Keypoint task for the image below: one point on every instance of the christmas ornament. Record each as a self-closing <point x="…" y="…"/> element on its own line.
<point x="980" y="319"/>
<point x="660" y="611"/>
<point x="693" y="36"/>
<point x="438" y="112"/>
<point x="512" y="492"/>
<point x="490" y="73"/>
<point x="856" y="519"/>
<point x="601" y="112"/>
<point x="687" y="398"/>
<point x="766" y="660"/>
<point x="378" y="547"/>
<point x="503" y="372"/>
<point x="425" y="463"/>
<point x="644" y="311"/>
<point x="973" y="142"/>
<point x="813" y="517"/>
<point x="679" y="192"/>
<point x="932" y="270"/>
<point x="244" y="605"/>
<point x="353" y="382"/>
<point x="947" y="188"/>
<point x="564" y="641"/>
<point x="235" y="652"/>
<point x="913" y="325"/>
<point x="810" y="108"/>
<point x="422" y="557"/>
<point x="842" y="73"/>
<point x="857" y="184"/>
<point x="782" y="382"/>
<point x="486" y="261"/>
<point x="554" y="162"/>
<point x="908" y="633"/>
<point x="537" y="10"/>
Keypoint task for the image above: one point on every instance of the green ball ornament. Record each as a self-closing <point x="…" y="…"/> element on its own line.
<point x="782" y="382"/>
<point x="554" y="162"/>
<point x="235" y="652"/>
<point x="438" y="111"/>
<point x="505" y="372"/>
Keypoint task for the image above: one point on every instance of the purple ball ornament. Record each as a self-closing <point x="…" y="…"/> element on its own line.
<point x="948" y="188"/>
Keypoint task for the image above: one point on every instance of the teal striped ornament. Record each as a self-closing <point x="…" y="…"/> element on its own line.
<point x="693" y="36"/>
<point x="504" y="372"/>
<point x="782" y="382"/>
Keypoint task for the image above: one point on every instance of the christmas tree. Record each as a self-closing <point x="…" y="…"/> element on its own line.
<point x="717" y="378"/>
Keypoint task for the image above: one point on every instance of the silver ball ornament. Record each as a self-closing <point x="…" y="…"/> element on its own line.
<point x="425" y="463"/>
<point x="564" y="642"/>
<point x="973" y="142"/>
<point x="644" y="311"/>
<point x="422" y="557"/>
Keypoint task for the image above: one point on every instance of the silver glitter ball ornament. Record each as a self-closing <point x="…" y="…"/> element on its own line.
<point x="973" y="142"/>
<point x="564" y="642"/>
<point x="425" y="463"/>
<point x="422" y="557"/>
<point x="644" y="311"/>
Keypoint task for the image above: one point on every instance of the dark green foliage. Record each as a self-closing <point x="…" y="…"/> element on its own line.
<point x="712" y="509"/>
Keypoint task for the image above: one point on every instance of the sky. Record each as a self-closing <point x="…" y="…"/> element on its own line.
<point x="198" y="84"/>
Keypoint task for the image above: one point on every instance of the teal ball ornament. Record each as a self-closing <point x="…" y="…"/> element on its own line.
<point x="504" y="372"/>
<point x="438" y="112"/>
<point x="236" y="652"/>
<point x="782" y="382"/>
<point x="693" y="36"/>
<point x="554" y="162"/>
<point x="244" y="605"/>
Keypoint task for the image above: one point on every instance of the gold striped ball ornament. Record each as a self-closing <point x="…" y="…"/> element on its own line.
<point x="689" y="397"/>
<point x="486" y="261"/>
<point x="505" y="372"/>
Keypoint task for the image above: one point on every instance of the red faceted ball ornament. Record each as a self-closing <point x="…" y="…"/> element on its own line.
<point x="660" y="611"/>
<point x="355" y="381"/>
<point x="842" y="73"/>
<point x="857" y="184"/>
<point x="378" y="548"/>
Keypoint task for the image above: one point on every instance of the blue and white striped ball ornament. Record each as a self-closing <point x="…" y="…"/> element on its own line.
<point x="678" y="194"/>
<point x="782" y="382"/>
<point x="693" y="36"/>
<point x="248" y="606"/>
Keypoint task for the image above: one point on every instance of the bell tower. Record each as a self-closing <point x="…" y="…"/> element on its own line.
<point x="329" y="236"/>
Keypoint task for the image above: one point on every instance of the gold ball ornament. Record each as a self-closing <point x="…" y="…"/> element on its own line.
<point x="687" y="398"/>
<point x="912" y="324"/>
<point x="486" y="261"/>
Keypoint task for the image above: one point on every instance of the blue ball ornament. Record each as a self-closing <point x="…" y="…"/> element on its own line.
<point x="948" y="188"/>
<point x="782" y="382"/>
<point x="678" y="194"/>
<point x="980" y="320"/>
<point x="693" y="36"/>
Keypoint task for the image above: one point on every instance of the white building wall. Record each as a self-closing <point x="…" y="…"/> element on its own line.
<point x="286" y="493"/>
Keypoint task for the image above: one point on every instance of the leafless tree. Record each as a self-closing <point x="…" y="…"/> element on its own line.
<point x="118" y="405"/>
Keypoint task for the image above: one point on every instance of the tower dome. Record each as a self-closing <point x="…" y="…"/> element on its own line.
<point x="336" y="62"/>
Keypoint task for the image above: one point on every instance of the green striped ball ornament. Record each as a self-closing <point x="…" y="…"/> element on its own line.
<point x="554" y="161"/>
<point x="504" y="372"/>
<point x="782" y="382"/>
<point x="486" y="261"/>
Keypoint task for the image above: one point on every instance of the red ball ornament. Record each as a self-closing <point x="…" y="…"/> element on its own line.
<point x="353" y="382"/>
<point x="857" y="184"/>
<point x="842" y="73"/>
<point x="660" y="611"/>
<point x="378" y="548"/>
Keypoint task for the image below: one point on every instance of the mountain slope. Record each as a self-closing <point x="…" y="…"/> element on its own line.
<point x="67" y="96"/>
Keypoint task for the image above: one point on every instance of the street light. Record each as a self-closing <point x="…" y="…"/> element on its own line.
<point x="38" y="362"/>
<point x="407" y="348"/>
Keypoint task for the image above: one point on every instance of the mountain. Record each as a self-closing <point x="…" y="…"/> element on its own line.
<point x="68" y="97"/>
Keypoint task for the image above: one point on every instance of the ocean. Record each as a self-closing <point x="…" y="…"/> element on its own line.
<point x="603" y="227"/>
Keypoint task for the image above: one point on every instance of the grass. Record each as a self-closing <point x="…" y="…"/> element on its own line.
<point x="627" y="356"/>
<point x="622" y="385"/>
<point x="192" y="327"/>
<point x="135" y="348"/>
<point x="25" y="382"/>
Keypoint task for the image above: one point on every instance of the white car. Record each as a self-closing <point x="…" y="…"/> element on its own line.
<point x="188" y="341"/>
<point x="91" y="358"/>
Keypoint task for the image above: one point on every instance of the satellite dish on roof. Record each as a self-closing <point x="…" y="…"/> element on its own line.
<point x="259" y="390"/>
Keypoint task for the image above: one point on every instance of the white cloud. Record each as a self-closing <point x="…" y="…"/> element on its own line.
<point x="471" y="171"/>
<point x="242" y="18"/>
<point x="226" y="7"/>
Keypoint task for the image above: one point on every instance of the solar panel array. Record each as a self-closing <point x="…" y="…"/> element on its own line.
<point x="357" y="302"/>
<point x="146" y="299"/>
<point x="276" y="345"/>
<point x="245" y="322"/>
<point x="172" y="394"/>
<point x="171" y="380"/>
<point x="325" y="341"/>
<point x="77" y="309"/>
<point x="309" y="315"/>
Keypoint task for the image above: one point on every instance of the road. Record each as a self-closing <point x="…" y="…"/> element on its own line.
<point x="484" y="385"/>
-.-.-
**Activity:** Whatever appears in the listing should be copied exactly and completely.

**Completed exercise:**
Keypoint task for the image below: one point on every instance of the christmas ornament. Record each as a self-closing <point x="…" y="…"/> element on its own line.
<point x="980" y="319"/>
<point x="660" y="611"/>
<point x="693" y="36"/>
<point x="438" y="112"/>
<point x="512" y="492"/>
<point x="490" y="73"/>
<point x="856" y="519"/>
<point x="601" y="112"/>
<point x="687" y="398"/>
<point x="766" y="660"/>
<point x="378" y="547"/>
<point x="503" y="372"/>
<point x="425" y="463"/>
<point x="644" y="311"/>
<point x="973" y="142"/>
<point x="813" y="517"/>
<point x="679" y="192"/>
<point x="932" y="270"/>
<point x="244" y="605"/>
<point x="353" y="382"/>
<point x="947" y="188"/>
<point x="564" y="641"/>
<point x="235" y="652"/>
<point x="913" y="325"/>
<point x="810" y="108"/>
<point x="422" y="557"/>
<point x="842" y="73"/>
<point x="857" y="184"/>
<point x="782" y="382"/>
<point x="486" y="261"/>
<point x="554" y="162"/>
<point x="908" y="633"/>
<point x="537" y="10"/>
Keypoint task for the image above: one point on every instance of the green ball ornament. Record each as a self-closing <point x="…" y="…"/> element on its own line.
<point x="782" y="382"/>
<point x="554" y="162"/>
<point x="235" y="652"/>
<point x="438" y="111"/>
<point x="505" y="372"/>
Keypoint task for the image above: one point on every instance of the purple ball ornament. Record each as a self-closing <point x="…" y="…"/> element on its own line.
<point x="948" y="188"/>
Keypoint task for the image above: one point on every instance of the teal striped ornament. Record each as a self-closing <point x="…" y="…"/> element on its own line.
<point x="693" y="36"/>
<point x="504" y="372"/>
<point x="782" y="382"/>
Keypoint task for the image above: one point on every instance of the christmas tree. Record each as a self-closing <point x="…" y="…"/> element on its own line.
<point x="717" y="378"/>
Keypoint task for the image above: one point on every instance of the silver ball ornament. Record each as a self-closing <point x="…" y="…"/> element on its own line.
<point x="425" y="463"/>
<point x="564" y="642"/>
<point x="973" y="142"/>
<point x="644" y="311"/>
<point x="422" y="557"/>
Keypoint task for the image above: one point on every instance of the silver glitter ball ornament. Record each as a self-closing <point x="…" y="…"/> element on its own line.
<point x="973" y="142"/>
<point x="564" y="642"/>
<point x="425" y="463"/>
<point x="422" y="557"/>
<point x="644" y="311"/>
Keypoint task for the image above: one point on every instance of the dark green foliage. Record each as a self-closing <point x="…" y="…"/> element on its own line.
<point x="712" y="509"/>
Keypoint task for the image above: one point on every instance of the sky. Record each as a self-closing <point x="…" y="…"/> element on its own line.
<point x="198" y="84"/>
Keypoint task for the image above: one point on every instance of the teal ball ornament. Record each as a self-closing <point x="…" y="…"/> element on its own line.
<point x="504" y="372"/>
<point x="438" y="112"/>
<point x="236" y="652"/>
<point x="782" y="382"/>
<point x="693" y="36"/>
<point x="554" y="162"/>
<point x="244" y="605"/>
Keypoint task for the image above: one point on every instance of the gold striped ball ornament. Record each as a self-closing <point x="…" y="…"/> element on its own line.
<point x="689" y="397"/>
<point x="486" y="261"/>
<point x="505" y="372"/>
Keypoint task for the image above: one point on every instance of the red faceted ball ornament. Record each as a self-closing <point x="…" y="…"/> element on its own line.
<point x="660" y="611"/>
<point x="355" y="381"/>
<point x="842" y="73"/>
<point x="857" y="184"/>
<point x="378" y="548"/>
Keypoint task for the image above: one point on every instance of the blue and white striped ball ornament. Record each as a self-closing <point x="…" y="…"/> element on its own line.
<point x="678" y="194"/>
<point x="782" y="382"/>
<point x="693" y="36"/>
<point x="248" y="606"/>
Keypoint task for the image above: one point on every instance of the bell tower. Record each as a self-closing <point x="…" y="…"/> element on its own line.
<point x="329" y="236"/>
Keypoint task for the image above: one point on every instance of the gold ball ornament. Record each as a self-closing <point x="…" y="…"/> element on its own line.
<point x="687" y="398"/>
<point x="912" y="324"/>
<point x="486" y="261"/>
Keypoint task for the image above: one point on every instance of the blue ball ornament. Record each as a self-closing <point x="…" y="…"/> element on its own line.
<point x="948" y="188"/>
<point x="782" y="382"/>
<point x="678" y="194"/>
<point x="980" y="320"/>
<point x="693" y="36"/>
Keypoint task for the image above: one point on every instance of the white building wall. Record each as a self-closing <point x="…" y="…"/> element on its own line.
<point x="286" y="493"/>
Keypoint task for the image above: one point on every instance of the leafless tree. Record each as a self-closing <point x="…" y="…"/> element on its own line.
<point x="118" y="405"/>
Keypoint task for the image above: one point on every instance of the tower dome. Record each as a self-closing <point x="…" y="…"/> element on its own line.
<point x="336" y="62"/>
Keypoint task for the image above: one point on every instance of the green striped ball ornament. Record each as a self-closing <point x="…" y="…"/> element on its own line.
<point x="554" y="161"/>
<point x="504" y="372"/>
<point x="782" y="382"/>
<point x="486" y="261"/>
Keypoint task for the image above: one point on every instance of the red ball ornament. Record each as a self-closing <point x="…" y="…"/> element on its own line.
<point x="353" y="382"/>
<point x="857" y="184"/>
<point x="842" y="73"/>
<point x="660" y="611"/>
<point x="378" y="548"/>
Keypoint task for the image below: one point on every instance of the mountain slope. Record each as a self-closing <point x="…" y="…"/> element on its own line.
<point x="67" y="96"/>
Keypoint task for the image above: one point on every instance of the street light. Record each as a self-closing <point x="…" y="…"/> element on its own line.
<point x="38" y="362"/>
<point x="407" y="348"/>
Keypoint task for the image above: one point on every instance of the mountain. Record each as a self-closing <point x="…" y="…"/> element on its own line.
<point x="68" y="97"/>
Keypoint task for the image above: one point on every instance of the ocean. Record each as a self-closing <point x="…" y="…"/> element on its own line.
<point x="603" y="227"/>
Keypoint task for the image above: one point on every instance of the grass. Record each as a self-closing <point x="…" y="…"/> element on its own line.
<point x="627" y="356"/>
<point x="622" y="385"/>
<point x="192" y="327"/>
<point x="135" y="348"/>
<point x="25" y="382"/>
Keypoint task for the image above: one point on every instance of the white car. Record each as a self-closing <point x="…" y="…"/> element on its own line.
<point x="188" y="341"/>
<point x="91" y="358"/>
Keypoint task for the image above: one point on every instance of the satellite dish on roof. Record each as a self-closing <point x="…" y="…"/> element on its own line.
<point x="259" y="390"/>
Keypoint task for the image above: one point on every instance of the white cloud. Record each as a self-closing <point x="…" y="…"/> element on its own line.
<point x="471" y="171"/>
<point x="242" y="18"/>
<point x="226" y="7"/>
Keypoint task for the image above: one point on every instance of the solar panel array. Record each as a self-closing <point x="…" y="…"/> element on its own line.
<point x="357" y="302"/>
<point x="146" y="299"/>
<point x="276" y="345"/>
<point x="245" y="322"/>
<point x="172" y="394"/>
<point x="171" y="380"/>
<point x="325" y="341"/>
<point x="77" y="309"/>
<point x="309" y="315"/>
Keypoint task for the image above: one point on every instance of the road. Record each as a self-closing <point x="…" y="…"/> element on its own line.
<point x="484" y="385"/>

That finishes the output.